### Provided passage

Brooks said teams without jersey patch deals will be allowed to sign deals during the season.

“When we created this at the league, we’d envisioned a number of new brands coming into the league, rather than just an additional spend by existing sponsors, and largely that is what we have seen,” said Emilio Collins, chief business officer at Excel Sports Management and a former senior NBA sponsorship executive who helped create the jersey patch program. “It has slightly exceeded the pace I expected. I thought it was going to be about half the teams going into the season and obviously it is a bit more than that.”

Adding to the difficulty in selling the patch is the packaging of other team assets into the jersey sponsorship. The Warriors’ jersey deal with Rakuten, for example, also includes naming rights to the team’s practice facility for the next two seasons before the Warriors move from Oakland to San Francisco. The Los Angeles Lakers signed a deal with e-commerce company Wish and included a patch on its G League team jersey as part of its overall deal worth between $12 million and $14 million annually.

The league computes the actual value of the jersey patch deals, separate from any other team assets that might be included.

“We have a rigorous process to standardize the valuation of the patch,” Brooks said, declining to disclose specifics.
Half of the revenue from jersey patch deals will go to the players. Of the remaining 50 percent, 25 percent will go to the team selling the patch, with the remaining 25 percent to be shared among the remaining 29 teams.

######
### Data extract

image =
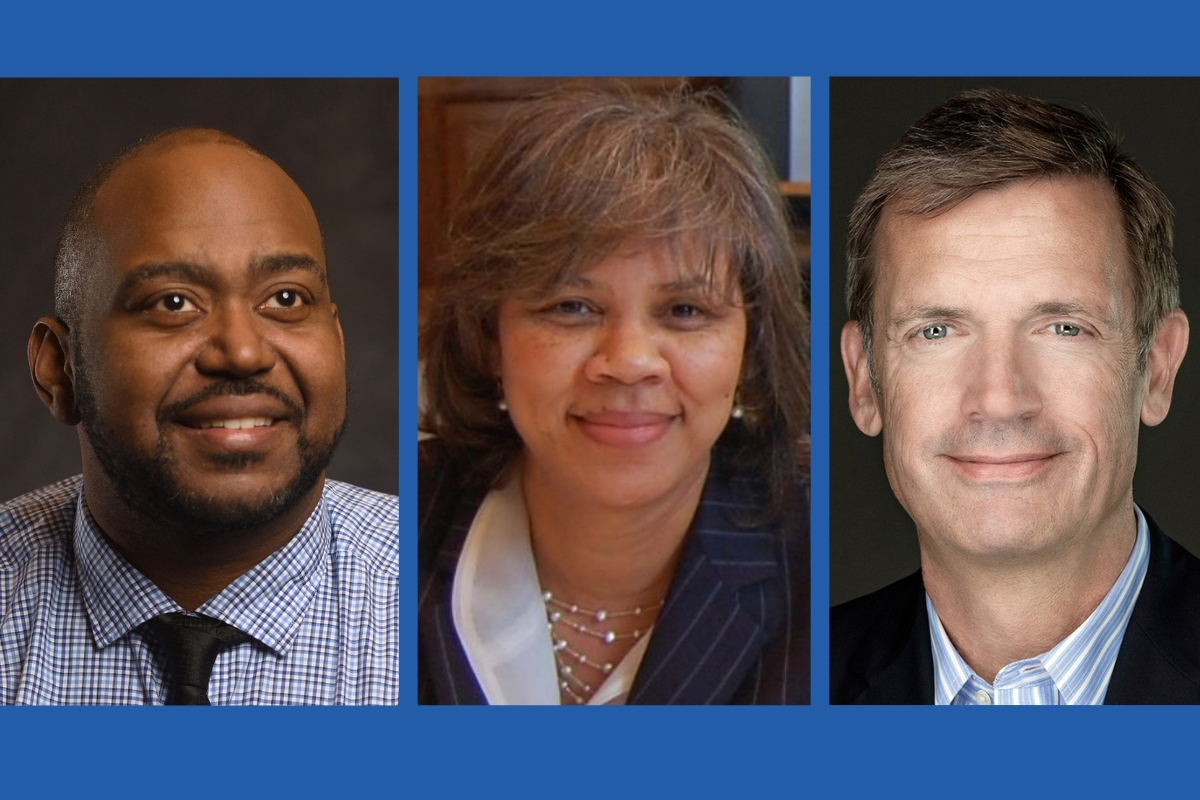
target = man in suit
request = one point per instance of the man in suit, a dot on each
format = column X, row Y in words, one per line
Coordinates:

######
### Data extract

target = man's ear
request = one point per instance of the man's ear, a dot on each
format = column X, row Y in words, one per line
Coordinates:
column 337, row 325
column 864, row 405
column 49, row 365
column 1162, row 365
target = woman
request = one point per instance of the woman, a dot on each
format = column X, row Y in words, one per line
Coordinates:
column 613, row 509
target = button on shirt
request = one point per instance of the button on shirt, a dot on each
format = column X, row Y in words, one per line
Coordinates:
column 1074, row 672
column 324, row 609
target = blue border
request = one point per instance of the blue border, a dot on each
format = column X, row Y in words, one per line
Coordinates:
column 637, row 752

######

> **Tasks for this exercise**
• a. According to the passage on NBA jersey patch deals, what does the Warriors' deal with Rakuten include besides the jersey patch?
• b. Carry on the passage about NBA jersey patch deals, starting after its last sentence.

> **Outputs by task**
• a. It includes naming rights to the team's practice facility for the next two seasons.

• b.
One of the most complicated deals is in Charlotte, where the Hornets are searching for the right jersey patch partner that will align with the Jordan Brand logo that will also be on the team’s jersey as part of the league’s new apparel deal with Nike.

“We are in a unique position in being the only Jordan Brand in the NBA, so we are looking for synergy,” said Pete Guelli, executive vice president and chief sales and marketing officer for the Hornets. He would not put a time frame on any jersey patch deal with the team.

“We have had multiple offers, but none we could pull the trigger on,” he said. “But the market is being established and reset every day. It is only increasing.”

NBA ad spending

A total of 919 brands combined to create 3,160 unique commercials during NBA programming last season, for a total outlay of $1.1 billion across 54,635 commercials, according to SportsBusiness Journal’s analysis of iSpot.tv data.